→ EXTRAIT CHOISI
◇ ◇ ◇ ◇ ◇ ◇ ◇

Depuis l’automne dernier, dans la foulée de l’affaire Weinstein, d’amples mouvements contre le harcèlement et les agressions envers les femmes ont mobilisé les réseaux sociaux à travers les pays anglo-saxons (« #MeToo ») et en France (« #BalanceTonPorc »). Au Brésil, si les médias ont relayé ces mobilisations, elles sont loin d’avoir été embrayées localement.

Quand « Me Too » a surgi en octobre dernier, des Brésiliennes ont elles aussi témoigné sur Twitter à l’aide du mot-dièse local #EuTambém (« moi aussi »), mais sans que la mèche ne s’enflamme autant, comme on l’a vu en France notamment avec le large succès de « Balance ton porc ». Ce dernier a dans la foulée créé un véritable débat national, d’autant plus avec la récente réponse de personnalités telles que Catherine Deneuve et Catherine Millet dans une tribune publiée par Le Monde sur la « liberté d’importuner ».

« J'ai été victime plusieurs fois de harcèlement sexuel. Au travail, dans la rue, à l'école, à la maison... »

« La domination masculine est bien plus forte au Brésil qu’en Europe »

Pour Taina de Paula, militante du mouvement féministe brésilien PartidA, la faiblesse du relais de cette mobilisation au Brésil est expliquée par son contexte local. « De grandes questions sur le rôle et l’autonomie de la femme n’ont pas encore été développées au Brésil, nous sommes encore dans une société qui gère et criminalise nos corps (avortement interdit, etc.), les femmes brésiliennes n’ont pas encore d’espace pour discuter de leur liberté sexuelle », indique-t-elle à Bom Dia Brésil. Pour elle, « une société qui a des wagons de métro et de train réservés aux femmes est une société où les femmes  ne sont pas émancipées ».

◇ ◇ ◇ ◇ ◇ ◇ ◇

→ DONNÉES SOURCES
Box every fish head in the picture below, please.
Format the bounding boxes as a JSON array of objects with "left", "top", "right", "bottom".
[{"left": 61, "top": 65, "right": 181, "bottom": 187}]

◇ ◇ ◇ ◇ ◇ ◇ ◇

→ SÉRIE DE CONSIGNES
• 1. Répondez aux questions suivantes d'après l'extrait sur #MeToo au Brésil.
(a) Quel mot-dièse les Brésiliennes ont-elles employé sur Twitter ?
(b) Dans quel journal la tribune de Catherine Deneuve et Catherine Millet a-t-elle paru ?
(c) De quel mouvement féministe brésilien Taina de Paula est-elle militante ?
• 2. Reprenez l'extrait sur #MeToo au Brésil là où il s'arrête et poursuivez-le.

→ RÉPONSES PAR CONSIGNE
• 1.
(a) #EuTambém
(b) Le Monde
(c) PartidA

• 2.
Maxime Rovere, professeur de philosophie à la PUC de Rio, confirme auprès de Bom Dia Brésil : « La domination masculine est bien plus forte au Brésil qu’en Europe et en Amérique du Nord, qui en sont à leur 4e vague de mouvements féministes ; depuis trois siècles, les femmes y ont gagné sur le terrain politiquement et socialement, alors que le Brésil entre seulement dans sa seconde phase, celle qui, après les droits fondamentaux, vise à corriger l'inégalité sociale qui frappe les femmes ».

Les inégalités sociales, une cause fondamentale

Le Français va d’ailleurs lancer en juillet prochain au Brésil un recueil de textes féministes français des 17e et 18e siècles (éditions N-1). Selon lui, les universités du pays commencent à peine à intégrer les « études féministes » dans leurs recherches. « Ces études aideront à dépasser le stade de la dénonciation et de la revendication. C’est bien d’être en colère, mais il ne faut pas penser l'injustice seulement en termes de responsabilité morale, il faut saisir les causes qui l'engendrent », fait-il observer.

Autre paramètre important : les fortes inégalités sociales. « Les entraves socioéconomiques sont fondamentales pour comprendre les asymétries de genre au Brésil », considère Taina de Paula. En France comme aux Etats-Unis, célèbres ou non, les femmes ont parlé d’une seule et même voix, alors qu’au Brésil, « il est possible que l'ampleur des inégalités sociales rende difficile d'unifier les luttes de toutes les femmes : les femmes des favelas ou des régions reculées du pays ne sentent pas leurs souffrances représentées par celles de l'élite du cinéma », estime Maxime Rovere.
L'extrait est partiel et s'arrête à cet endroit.